> _EXTRACTED ENTRIES_:
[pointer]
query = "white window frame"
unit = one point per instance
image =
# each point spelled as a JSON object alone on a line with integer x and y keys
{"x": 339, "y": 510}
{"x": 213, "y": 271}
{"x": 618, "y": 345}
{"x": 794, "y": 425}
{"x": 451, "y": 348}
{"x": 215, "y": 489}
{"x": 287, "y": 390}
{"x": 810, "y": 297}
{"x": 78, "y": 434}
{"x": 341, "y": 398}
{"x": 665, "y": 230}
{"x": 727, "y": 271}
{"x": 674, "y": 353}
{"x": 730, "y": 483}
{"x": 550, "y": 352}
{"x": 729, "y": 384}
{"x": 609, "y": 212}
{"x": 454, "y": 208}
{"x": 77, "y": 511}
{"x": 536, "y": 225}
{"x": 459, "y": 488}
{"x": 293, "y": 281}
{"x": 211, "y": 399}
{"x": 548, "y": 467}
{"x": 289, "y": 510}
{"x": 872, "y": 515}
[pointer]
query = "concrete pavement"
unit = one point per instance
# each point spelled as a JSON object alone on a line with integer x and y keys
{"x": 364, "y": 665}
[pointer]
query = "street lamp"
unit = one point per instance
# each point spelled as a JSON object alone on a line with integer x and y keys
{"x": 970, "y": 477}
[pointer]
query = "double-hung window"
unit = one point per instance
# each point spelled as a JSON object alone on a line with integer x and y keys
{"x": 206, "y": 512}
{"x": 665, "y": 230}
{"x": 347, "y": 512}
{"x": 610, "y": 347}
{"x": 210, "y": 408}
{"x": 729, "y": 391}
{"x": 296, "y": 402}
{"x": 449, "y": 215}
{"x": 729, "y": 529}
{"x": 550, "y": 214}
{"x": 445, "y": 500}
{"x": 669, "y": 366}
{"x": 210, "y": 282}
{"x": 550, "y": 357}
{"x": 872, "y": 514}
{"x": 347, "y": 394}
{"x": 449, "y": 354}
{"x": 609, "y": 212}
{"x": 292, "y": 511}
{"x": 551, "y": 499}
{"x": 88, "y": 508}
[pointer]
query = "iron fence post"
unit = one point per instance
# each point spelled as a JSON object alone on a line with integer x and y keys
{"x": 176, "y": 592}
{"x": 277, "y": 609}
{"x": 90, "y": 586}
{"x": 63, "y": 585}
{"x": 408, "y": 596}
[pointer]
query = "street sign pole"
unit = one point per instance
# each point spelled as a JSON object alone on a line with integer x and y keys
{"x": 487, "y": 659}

> _EXERCISE BRIEF_: Take the lines above and retype all of them exactly.

> _EXERCISE ANSWER_:
[pointer]
query = "white window frame"
unit = one point per instance
image =
# each point spelled as a JSON object alone on a line with integer x and y keys
{"x": 339, "y": 510}
{"x": 213, "y": 271}
{"x": 618, "y": 345}
{"x": 794, "y": 425}
{"x": 451, "y": 348}
{"x": 215, "y": 489}
{"x": 287, "y": 390}
{"x": 810, "y": 297}
{"x": 78, "y": 434}
{"x": 341, "y": 398}
{"x": 665, "y": 230}
{"x": 727, "y": 271}
{"x": 674, "y": 353}
{"x": 730, "y": 483}
{"x": 550, "y": 352}
{"x": 729, "y": 384}
{"x": 609, "y": 212}
{"x": 454, "y": 208}
{"x": 77, "y": 511}
{"x": 536, "y": 225}
{"x": 459, "y": 488}
{"x": 293, "y": 281}
{"x": 211, "y": 399}
{"x": 548, "y": 467}
{"x": 289, "y": 510}
{"x": 872, "y": 515}
[pointer]
query = "concrete pavement"
unit = one point per instance
# each point spelled as a JSON object alone on a line with integer x and y keys
{"x": 364, "y": 665}
[pointer]
query = "street lamp"
unit = one point per instance
# each point spelled as a JSON object alone on a line with integer x and y keys
{"x": 970, "y": 477}
[pointer]
query = "double-hung window"
unit = one point per instance
# each point spelled as a JSON object alone on a line with integer x and y keys
{"x": 206, "y": 512}
{"x": 665, "y": 230}
{"x": 347, "y": 512}
{"x": 610, "y": 347}
{"x": 210, "y": 408}
{"x": 729, "y": 391}
{"x": 296, "y": 402}
{"x": 449, "y": 215}
{"x": 729, "y": 529}
{"x": 550, "y": 214}
{"x": 445, "y": 500}
{"x": 669, "y": 366}
{"x": 210, "y": 282}
{"x": 550, "y": 357}
{"x": 872, "y": 514}
{"x": 347, "y": 394}
{"x": 449, "y": 354}
{"x": 609, "y": 212}
{"x": 292, "y": 511}
{"x": 551, "y": 499}
{"x": 88, "y": 508}
[pointer]
query = "iron fence post"
unit = one point per instance
# each point spelled as a JSON object alone on a line with integer x and y keys
{"x": 176, "y": 592}
{"x": 277, "y": 609}
{"x": 90, "y": 586}
{"x": 63, "y": 585}
{"x": 408, "y": 596}
[pointer]
query = "street sign pole"
unit = one point per instance
# each point spelled as a JSON object alone on a line with integer x and y keys
{"x": 487, "y": 659}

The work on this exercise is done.